-- start --

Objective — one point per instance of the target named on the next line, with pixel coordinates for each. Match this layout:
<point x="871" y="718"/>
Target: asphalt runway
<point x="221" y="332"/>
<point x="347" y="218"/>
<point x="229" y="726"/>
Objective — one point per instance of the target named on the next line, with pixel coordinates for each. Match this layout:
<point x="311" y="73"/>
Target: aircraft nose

-- end --

■ PROMPT ■
Please write out these rows again, changing "pixel coordinates" to "image coordinates" wherever it appears and leaving everything else the same.

■ OUTPUT OF THE TASK ■
Objective — one point per instance of the target named on the next line, with image coordinates for each. Match this layout:
<point x="871" y="718"/>
Target: asphalt runway
<point x="221" y="332"/>
<point x="347" y="218"/>
<point x="229" y="726"/>
Objective — one point per instance of the target named on the next line, with image coordinates for each. Match this layout:
<point x="311" y="73"/>
Target: aircraft nose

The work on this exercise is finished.